[Contour labeling entries]
++++++++++
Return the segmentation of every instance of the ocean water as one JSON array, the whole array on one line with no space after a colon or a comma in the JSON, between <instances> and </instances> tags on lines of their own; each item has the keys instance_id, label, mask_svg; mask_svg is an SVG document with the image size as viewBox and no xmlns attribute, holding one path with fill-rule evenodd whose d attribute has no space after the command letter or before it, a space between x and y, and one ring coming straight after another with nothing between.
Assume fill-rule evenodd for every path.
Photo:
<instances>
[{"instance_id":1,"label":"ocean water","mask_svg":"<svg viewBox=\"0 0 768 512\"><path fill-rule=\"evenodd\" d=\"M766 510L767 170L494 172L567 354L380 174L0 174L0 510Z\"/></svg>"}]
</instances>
++++++++++
▶ Aim of the task
Can you rewrite all the rows above with "segmentation" replaced by "outline" and everything else left unchanged?

▶ Output for this task
Return the outline of every instance of the ocean water as one JSON array, the whole array on one line with no space after a colon or a comma in the JSON, between <instances> and </instances> tags on lines of their own; each item has the keys instance_id, label, mask_svg; mask_svg is an SVG document with the image size as viewBox and no xmlns attribute, holding one path with fill-rule evenodd whose d attribute has no space after the command letter or before it, a space between x and y, and one ring coming straight after another with nothing between.
Assume fill-rule evenodd for every path.
Photo:
<instances>
[{"instance_id":1,"label":"ocean water","mask_svg":"<svg viewBox=\"0 0 768 512\"><path fill-rule=\"evenodd\" d=\"M766 510L767 170L494 172L567 354L380 174L0 174L0 510Z\"/></svg>"}]
</instances>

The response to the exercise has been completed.